_Problem to work on_: Search the data below for the string "blue". Extract every line that contains it.

_Data shown_:
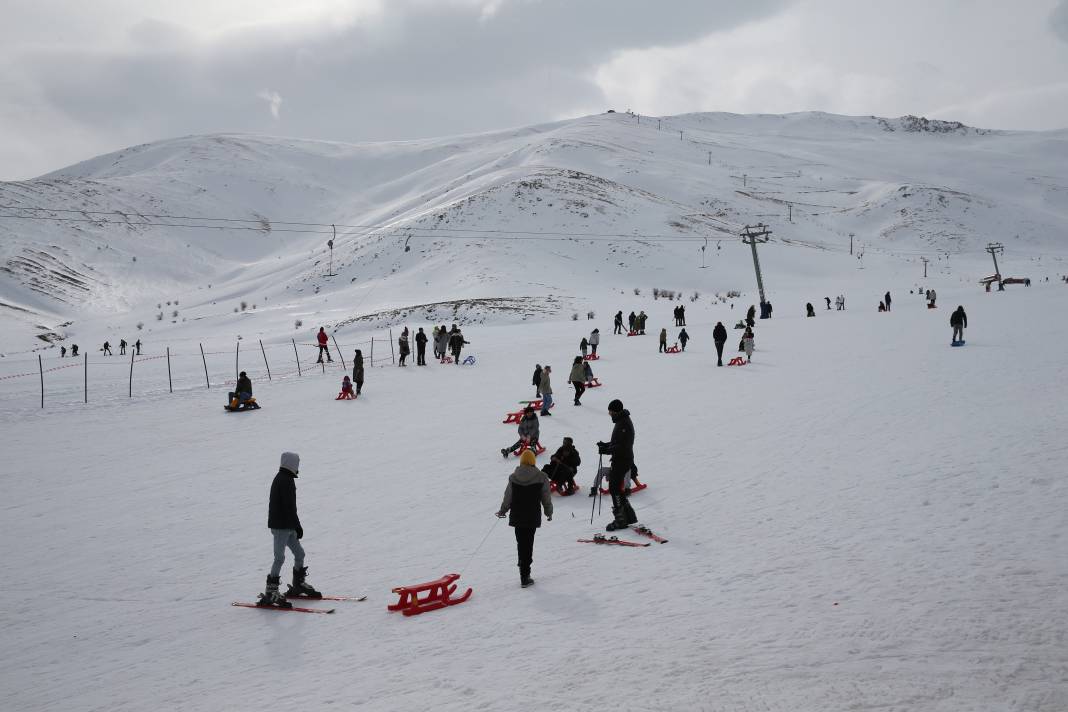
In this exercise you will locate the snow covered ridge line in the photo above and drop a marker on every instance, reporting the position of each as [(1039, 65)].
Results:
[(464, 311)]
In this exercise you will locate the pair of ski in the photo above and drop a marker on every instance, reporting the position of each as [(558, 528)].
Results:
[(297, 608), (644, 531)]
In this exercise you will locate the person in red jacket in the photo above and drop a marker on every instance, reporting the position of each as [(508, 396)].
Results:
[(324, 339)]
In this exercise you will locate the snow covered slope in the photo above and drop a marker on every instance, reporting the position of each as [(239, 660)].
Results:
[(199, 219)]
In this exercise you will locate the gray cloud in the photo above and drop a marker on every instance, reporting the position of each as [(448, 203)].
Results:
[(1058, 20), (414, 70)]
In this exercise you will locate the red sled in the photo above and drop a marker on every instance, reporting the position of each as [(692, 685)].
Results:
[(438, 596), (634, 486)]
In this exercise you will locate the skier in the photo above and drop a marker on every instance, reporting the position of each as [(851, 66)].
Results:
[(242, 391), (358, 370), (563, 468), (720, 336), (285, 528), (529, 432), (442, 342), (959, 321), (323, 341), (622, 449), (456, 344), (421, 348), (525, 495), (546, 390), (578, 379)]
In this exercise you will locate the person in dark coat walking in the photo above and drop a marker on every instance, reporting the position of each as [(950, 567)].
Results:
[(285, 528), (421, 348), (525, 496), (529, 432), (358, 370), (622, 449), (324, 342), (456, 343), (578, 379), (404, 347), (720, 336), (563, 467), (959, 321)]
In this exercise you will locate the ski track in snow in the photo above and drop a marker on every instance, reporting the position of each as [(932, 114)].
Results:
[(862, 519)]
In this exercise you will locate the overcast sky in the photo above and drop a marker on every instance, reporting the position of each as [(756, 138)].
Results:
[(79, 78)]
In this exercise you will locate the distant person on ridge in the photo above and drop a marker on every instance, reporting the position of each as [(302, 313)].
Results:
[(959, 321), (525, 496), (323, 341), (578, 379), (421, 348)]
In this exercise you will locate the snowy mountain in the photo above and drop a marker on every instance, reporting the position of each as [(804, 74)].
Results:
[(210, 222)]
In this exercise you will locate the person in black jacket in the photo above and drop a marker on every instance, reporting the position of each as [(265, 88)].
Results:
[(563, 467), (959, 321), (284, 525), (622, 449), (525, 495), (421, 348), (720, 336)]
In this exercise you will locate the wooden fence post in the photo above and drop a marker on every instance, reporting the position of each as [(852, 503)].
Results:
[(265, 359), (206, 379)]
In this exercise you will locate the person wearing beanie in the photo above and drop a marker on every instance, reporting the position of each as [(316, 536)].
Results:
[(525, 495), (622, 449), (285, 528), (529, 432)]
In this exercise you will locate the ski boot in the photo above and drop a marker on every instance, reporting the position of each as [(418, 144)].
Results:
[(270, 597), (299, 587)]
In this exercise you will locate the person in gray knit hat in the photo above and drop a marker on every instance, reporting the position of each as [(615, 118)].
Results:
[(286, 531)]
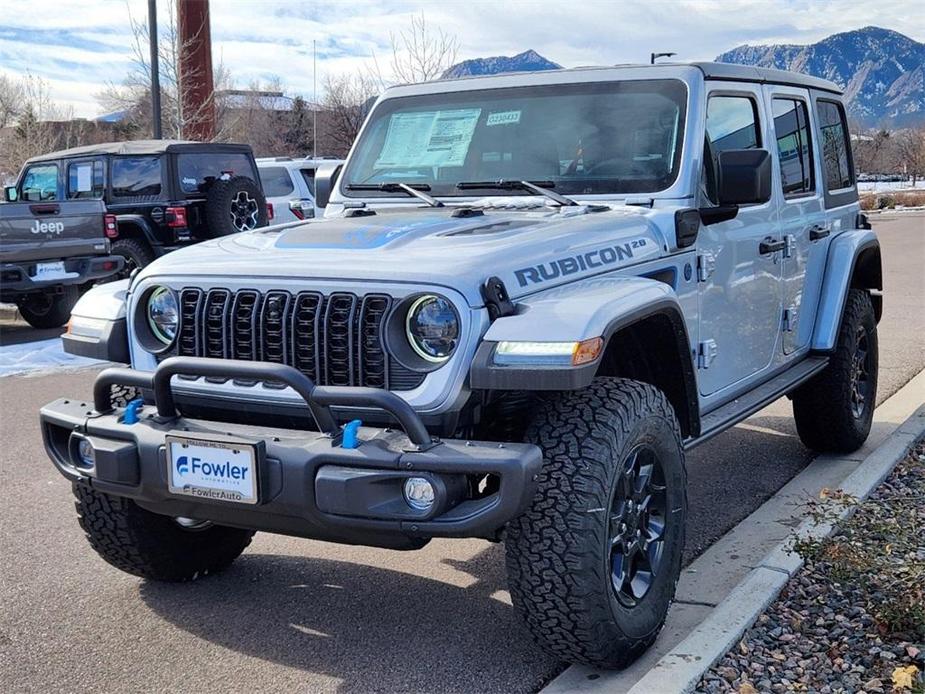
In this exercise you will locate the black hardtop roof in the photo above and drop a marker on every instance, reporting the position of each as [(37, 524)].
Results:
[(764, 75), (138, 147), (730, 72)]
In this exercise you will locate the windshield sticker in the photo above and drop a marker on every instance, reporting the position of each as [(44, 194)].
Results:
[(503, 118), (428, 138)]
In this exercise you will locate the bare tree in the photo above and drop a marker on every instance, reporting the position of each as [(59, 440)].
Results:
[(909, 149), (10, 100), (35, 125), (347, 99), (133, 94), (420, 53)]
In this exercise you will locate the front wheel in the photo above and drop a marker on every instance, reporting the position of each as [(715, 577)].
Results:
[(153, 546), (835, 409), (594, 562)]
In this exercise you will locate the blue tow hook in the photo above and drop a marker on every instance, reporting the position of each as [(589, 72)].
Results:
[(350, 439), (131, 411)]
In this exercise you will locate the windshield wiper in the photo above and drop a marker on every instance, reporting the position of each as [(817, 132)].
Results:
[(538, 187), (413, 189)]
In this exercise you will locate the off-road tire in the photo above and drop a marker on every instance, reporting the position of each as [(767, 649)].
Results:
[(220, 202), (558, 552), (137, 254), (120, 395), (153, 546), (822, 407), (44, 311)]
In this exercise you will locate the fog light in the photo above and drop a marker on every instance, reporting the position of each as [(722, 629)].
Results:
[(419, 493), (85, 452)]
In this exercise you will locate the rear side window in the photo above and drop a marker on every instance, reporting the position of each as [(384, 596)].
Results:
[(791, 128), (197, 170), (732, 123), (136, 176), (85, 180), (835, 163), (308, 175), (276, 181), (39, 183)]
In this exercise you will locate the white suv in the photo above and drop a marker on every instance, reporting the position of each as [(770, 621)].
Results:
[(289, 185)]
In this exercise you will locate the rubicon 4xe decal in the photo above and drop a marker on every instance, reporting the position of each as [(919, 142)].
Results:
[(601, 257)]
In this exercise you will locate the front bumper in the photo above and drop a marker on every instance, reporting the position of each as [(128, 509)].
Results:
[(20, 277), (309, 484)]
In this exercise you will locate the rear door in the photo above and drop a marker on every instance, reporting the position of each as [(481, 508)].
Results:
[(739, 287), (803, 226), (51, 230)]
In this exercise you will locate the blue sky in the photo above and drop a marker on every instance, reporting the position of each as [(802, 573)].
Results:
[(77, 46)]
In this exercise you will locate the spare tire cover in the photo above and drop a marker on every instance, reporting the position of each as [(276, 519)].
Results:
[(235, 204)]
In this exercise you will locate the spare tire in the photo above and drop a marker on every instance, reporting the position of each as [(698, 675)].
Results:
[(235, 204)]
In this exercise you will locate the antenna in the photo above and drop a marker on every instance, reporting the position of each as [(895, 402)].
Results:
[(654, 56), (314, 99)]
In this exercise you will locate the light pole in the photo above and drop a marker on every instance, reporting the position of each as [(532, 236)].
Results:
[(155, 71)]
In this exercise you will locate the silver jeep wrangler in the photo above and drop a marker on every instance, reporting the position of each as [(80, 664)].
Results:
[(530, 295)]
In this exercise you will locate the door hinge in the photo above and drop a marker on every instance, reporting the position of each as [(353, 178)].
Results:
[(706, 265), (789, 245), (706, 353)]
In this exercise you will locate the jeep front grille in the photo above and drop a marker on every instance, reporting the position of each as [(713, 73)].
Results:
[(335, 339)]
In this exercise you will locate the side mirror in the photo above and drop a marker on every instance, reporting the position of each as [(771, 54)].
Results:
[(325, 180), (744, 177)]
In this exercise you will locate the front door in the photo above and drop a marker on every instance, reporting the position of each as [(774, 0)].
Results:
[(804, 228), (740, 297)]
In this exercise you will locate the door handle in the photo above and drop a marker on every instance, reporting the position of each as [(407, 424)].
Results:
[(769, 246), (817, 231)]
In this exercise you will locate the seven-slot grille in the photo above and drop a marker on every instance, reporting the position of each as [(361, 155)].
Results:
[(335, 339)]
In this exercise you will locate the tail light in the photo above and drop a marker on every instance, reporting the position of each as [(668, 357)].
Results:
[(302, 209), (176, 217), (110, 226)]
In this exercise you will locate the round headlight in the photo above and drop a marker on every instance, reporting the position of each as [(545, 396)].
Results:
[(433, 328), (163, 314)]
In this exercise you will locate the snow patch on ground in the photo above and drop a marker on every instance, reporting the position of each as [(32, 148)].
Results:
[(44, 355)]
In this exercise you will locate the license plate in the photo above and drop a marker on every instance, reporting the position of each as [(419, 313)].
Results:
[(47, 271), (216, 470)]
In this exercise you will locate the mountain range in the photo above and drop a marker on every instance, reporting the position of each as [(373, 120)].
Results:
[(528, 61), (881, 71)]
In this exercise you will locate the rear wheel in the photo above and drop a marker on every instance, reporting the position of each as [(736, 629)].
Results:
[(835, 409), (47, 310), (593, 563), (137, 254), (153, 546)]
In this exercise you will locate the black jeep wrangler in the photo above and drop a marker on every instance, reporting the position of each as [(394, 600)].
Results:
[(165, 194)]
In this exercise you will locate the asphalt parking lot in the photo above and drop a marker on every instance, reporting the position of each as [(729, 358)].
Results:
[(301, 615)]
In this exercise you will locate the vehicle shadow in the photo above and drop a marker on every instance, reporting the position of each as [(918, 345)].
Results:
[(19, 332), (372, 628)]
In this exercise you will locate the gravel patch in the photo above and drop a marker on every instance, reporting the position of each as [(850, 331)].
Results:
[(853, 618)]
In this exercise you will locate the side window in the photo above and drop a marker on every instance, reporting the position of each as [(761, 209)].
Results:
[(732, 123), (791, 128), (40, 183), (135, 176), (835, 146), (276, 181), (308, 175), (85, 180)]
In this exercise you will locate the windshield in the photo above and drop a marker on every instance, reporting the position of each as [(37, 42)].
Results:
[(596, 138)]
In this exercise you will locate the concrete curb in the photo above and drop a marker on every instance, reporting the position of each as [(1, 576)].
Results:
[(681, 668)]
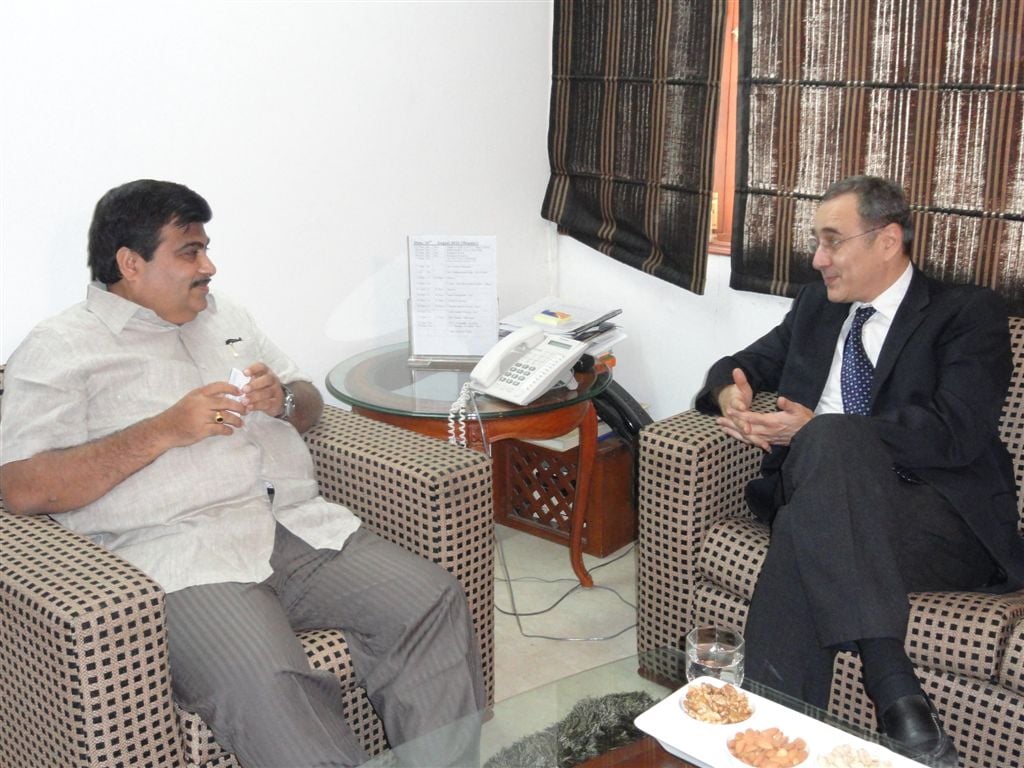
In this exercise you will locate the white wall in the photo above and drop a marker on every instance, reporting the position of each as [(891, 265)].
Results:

_Solution for this problem_:
In this exercise you will locate the blue tow hook in the photo above and drop a marker on every instance, reporting the position of each as [(589, 72)].
In this exercise you will locate the blue sky in the photo above and drop a marker on every instance, reporting the position of each as [(802, 573)].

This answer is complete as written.